• **Text to read**:
• • • •
# Need Tap and Die information please.



## ExcaliburCraftworks (Jul 1, 2016)

At The Classic Nib I was recently contacted by a kitless maker for a tap and die set.  Currently we carry the 5MM and 6MM taps for Bock nib housings.  This turner was requesting taps and/or dies for making kitless pen caps.  We are about to restock our supplies and are wondering simply this: If available what sizes of taps/dies does a kitless maker want/need?


----------



## Penultimate (Jul 1, 2016)

There is a tap and die data sheet in the library under the reference section. I don't know how to create a link form my iPad..


----------



## ExcaliburCraftworks (Jul 1, 2016)

Penultimate said:


> There is a tap and die data sheet in the library under the reference section. I don't know how to create a link form my iPad..



Thanks Mike.


----------



## duncsuss (Jul 1, 2016)

I mostly use M12 x 0.75, just bought M13 x 0.75 for those pens that are larger.

Expect a variety of opinions as to whether these should be double start, triple start, or even quad start. There are arguments about it -- check out some of the Group Buy threads and you'll get a feel for it.


----------



## Imaginethat (Jul 2, 2016)

I may not know exactly but from my time on the forum taps and dies for kitless pens are ordered and purchased individually.


----------



## Curly (Jul 2, 2016)

You might consider talking to Mike Redburn of Silver Pen Parts. He has, up until recently, stocked triple lead tap and dies from 10mm to 14mm. His reasons for discontinuing them from his site may be temporary or permanent and would help you decide on whether to stock them if he is open to share.
• • • •
• **Data entries**:
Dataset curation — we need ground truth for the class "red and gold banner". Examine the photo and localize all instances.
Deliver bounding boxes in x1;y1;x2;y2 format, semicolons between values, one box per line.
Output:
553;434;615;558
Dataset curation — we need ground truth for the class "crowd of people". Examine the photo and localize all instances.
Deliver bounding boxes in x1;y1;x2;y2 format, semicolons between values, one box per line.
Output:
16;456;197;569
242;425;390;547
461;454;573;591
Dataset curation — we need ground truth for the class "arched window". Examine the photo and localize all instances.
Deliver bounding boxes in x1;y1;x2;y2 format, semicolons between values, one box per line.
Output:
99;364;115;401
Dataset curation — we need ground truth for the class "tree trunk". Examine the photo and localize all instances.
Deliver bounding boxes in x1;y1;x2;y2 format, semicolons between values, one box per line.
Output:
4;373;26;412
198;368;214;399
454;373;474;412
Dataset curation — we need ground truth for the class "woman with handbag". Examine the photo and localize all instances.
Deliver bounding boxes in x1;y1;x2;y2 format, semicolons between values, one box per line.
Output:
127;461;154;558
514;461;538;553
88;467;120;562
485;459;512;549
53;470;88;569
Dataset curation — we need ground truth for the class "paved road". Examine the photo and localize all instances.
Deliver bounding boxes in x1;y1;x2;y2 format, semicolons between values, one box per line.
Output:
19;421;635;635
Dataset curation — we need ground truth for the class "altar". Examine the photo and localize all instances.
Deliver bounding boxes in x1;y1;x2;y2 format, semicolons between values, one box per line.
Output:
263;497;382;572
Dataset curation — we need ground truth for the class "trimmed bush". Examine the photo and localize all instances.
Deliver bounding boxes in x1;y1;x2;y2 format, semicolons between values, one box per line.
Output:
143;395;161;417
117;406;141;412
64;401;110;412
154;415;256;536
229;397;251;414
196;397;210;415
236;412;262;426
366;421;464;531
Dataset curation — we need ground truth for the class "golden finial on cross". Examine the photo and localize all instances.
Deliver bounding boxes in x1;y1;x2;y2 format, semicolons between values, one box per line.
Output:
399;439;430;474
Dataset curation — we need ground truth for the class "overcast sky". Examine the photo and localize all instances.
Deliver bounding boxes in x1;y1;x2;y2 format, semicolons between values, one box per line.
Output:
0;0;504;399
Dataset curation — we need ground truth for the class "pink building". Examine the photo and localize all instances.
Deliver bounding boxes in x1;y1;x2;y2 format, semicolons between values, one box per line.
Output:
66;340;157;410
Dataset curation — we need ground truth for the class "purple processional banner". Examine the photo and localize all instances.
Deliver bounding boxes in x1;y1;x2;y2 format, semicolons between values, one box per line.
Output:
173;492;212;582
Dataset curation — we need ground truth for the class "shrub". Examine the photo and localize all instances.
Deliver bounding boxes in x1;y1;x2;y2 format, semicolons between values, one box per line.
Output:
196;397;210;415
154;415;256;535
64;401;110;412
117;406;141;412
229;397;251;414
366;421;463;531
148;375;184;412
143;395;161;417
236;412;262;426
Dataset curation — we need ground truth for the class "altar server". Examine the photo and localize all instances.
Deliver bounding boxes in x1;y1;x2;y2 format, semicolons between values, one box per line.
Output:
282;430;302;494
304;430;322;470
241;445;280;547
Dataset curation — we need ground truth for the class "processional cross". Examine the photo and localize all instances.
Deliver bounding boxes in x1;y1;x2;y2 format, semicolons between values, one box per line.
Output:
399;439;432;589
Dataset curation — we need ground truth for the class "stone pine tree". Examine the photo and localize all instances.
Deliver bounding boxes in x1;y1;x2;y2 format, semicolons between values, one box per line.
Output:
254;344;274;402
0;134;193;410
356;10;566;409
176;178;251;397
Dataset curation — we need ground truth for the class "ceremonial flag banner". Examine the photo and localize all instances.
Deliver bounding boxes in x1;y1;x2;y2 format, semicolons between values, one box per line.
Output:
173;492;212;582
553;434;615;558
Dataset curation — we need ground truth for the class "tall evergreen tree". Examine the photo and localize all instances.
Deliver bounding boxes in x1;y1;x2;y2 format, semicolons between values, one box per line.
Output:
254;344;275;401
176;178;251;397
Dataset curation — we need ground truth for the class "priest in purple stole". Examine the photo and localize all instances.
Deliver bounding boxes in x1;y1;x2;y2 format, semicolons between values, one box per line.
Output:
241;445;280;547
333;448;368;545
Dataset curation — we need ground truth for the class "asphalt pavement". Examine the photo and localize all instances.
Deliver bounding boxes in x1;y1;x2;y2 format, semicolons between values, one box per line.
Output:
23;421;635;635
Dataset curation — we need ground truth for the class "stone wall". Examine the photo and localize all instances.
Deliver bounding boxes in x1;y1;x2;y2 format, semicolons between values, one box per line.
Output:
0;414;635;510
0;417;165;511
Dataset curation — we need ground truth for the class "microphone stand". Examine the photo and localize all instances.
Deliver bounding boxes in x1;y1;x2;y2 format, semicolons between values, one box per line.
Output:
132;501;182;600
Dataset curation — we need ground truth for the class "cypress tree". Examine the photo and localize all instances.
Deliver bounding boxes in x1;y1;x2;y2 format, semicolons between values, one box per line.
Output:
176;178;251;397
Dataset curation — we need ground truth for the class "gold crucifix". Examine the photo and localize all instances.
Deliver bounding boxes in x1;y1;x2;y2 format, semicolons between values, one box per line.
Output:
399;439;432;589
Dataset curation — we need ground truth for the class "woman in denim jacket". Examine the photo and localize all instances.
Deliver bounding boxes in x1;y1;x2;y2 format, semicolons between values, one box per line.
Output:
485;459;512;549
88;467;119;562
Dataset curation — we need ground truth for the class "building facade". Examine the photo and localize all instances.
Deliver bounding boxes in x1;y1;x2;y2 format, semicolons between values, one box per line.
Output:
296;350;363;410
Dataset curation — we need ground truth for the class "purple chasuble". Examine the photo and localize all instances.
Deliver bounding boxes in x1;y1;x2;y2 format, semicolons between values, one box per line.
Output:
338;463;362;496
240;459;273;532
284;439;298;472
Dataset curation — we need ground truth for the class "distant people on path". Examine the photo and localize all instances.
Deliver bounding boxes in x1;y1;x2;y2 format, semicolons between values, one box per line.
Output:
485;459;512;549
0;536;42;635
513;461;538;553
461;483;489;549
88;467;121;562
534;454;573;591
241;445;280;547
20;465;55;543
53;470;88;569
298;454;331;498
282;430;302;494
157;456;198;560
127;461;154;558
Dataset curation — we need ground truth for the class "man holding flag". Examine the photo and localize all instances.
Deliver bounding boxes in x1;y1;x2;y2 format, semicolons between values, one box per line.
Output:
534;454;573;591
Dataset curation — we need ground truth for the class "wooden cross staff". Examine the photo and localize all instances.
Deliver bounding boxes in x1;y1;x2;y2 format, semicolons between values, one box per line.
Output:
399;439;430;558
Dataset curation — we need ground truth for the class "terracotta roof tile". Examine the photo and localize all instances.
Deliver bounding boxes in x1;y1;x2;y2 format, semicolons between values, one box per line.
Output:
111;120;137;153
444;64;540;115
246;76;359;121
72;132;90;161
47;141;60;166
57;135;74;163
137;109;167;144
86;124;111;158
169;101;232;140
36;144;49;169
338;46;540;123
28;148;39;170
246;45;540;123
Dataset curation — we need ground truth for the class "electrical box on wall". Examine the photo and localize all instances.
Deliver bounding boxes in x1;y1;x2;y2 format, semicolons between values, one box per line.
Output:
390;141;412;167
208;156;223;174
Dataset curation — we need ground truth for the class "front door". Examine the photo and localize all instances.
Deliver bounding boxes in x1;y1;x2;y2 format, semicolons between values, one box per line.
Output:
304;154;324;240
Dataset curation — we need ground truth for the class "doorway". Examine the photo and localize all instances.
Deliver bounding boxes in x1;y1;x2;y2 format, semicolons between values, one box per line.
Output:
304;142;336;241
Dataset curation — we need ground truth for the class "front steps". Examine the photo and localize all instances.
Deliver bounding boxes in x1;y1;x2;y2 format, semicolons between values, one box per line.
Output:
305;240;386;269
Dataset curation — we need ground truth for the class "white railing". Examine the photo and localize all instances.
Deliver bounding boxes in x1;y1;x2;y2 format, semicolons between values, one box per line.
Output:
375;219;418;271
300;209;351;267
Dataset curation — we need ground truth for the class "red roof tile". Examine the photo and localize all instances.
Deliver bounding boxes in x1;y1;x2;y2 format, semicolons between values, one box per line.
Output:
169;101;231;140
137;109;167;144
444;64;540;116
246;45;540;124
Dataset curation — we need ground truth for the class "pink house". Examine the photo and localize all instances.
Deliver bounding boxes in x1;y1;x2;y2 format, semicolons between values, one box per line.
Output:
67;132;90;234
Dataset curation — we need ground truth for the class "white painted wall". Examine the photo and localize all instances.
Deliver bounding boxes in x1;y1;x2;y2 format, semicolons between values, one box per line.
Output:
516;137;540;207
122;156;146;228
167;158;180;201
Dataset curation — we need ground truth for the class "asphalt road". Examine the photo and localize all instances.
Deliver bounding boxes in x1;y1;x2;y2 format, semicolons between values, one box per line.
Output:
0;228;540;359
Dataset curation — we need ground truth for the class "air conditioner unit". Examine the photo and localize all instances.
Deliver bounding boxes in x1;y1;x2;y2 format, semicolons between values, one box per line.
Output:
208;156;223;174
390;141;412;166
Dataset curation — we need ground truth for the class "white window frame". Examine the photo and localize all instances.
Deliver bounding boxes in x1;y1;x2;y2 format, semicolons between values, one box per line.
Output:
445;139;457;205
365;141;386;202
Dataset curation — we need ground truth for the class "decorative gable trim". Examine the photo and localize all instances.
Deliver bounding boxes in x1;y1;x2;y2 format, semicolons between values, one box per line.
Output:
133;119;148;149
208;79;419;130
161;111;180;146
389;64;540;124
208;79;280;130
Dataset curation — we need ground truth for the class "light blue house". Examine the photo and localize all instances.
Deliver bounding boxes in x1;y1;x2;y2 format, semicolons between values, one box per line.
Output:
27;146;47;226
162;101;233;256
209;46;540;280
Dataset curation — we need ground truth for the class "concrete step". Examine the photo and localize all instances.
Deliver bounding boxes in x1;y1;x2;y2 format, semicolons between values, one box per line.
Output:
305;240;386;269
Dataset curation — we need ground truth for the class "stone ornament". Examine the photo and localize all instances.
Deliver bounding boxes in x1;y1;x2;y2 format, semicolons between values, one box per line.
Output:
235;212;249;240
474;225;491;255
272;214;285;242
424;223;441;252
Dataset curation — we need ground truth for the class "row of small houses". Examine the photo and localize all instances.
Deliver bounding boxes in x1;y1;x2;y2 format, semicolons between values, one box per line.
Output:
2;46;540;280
• • • •
• **Objective 1**: Reproduce the passage of the tap and die thread that starts with the words containing "Thanks Mike." and ends with "feel for it.".
• **Objective 2**: In the tap and die thread, why does Curly advise talking to Mike Redburn of Silver Pen Parts?
The material that comes after the tap and die thread is separate from it.

• **Task output 1**:
Thanks Mike.


----------



## duncsuss (Jul 1, 2016)

I mostly use M12 x 0.75, just bought M13 x 0.75 for those pens that are larger.

Expect a variety of opinions as to whether these should be double start, triple start, or even quad start. There are arguments about it -- check out some of the Group Buy threads and you'll get a feel for it.

• **Task output 2**: Until recently, Mike Redburn stocked triple lead taps and dies from 10mm to 14mm. If he is willing to share his reasons for dropping them from his site, those reasons would help decide whether to stock them.